Count how many lines in the entries below contain the string "mask", treating uppercase and lowercase as different, and reply with only that number.

━━━━━━━━━━━━━━━━━━━━━━━━━━━━━━

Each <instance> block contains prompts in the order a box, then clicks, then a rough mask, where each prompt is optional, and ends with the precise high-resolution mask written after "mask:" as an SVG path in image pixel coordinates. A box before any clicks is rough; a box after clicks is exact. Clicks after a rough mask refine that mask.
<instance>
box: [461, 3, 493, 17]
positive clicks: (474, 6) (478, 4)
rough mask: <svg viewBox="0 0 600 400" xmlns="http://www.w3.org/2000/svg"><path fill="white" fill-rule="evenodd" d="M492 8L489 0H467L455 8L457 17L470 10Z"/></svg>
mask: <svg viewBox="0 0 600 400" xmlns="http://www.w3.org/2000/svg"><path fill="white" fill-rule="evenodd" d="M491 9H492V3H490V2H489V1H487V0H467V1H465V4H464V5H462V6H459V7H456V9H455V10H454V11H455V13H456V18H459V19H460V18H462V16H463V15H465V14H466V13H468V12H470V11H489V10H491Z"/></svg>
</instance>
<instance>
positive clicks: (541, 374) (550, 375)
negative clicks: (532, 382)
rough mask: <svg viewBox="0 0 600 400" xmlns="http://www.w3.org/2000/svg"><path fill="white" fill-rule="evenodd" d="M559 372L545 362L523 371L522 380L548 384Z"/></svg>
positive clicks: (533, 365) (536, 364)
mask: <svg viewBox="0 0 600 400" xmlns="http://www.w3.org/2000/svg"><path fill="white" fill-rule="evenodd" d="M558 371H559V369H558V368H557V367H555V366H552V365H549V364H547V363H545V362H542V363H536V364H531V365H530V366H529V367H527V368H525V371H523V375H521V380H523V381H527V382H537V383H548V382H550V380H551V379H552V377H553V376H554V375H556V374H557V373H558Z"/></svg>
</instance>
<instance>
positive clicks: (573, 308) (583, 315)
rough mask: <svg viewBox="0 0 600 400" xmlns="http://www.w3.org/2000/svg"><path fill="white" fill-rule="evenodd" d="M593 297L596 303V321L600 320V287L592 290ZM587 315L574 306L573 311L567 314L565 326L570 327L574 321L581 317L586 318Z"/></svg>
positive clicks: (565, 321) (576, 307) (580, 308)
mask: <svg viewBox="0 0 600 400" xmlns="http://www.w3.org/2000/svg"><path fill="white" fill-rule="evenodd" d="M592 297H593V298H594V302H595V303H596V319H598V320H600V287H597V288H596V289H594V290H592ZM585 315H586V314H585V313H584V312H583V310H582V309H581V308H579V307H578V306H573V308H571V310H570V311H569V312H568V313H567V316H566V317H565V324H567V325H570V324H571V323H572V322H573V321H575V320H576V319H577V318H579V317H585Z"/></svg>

━━━━━━━━━━━━━━━━━━━━━━━━━━━━━━

Solution to this problem:
7